[Source material]
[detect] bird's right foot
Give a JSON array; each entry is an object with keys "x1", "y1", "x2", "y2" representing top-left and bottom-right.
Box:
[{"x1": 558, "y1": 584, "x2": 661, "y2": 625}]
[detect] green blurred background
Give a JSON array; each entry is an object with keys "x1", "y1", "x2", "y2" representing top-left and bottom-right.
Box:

[Exercise]
Faithfully copy every entry, leaving nothing out.

[Finished task]
[detect] bird's right foot
Give a JSON array; each entry is an object with keys "x1", "y1", "x2", "y2" representing top-left and bottom-right.
Box:
[{"x1": 558, "y1": 584, "x2": 661, "y2": 625}]
[detect] green blurred background
Give a JSON array; each entry is an object with keys "x1", "y1", "x2", "y2" representing top-left and bottom-right.
Box:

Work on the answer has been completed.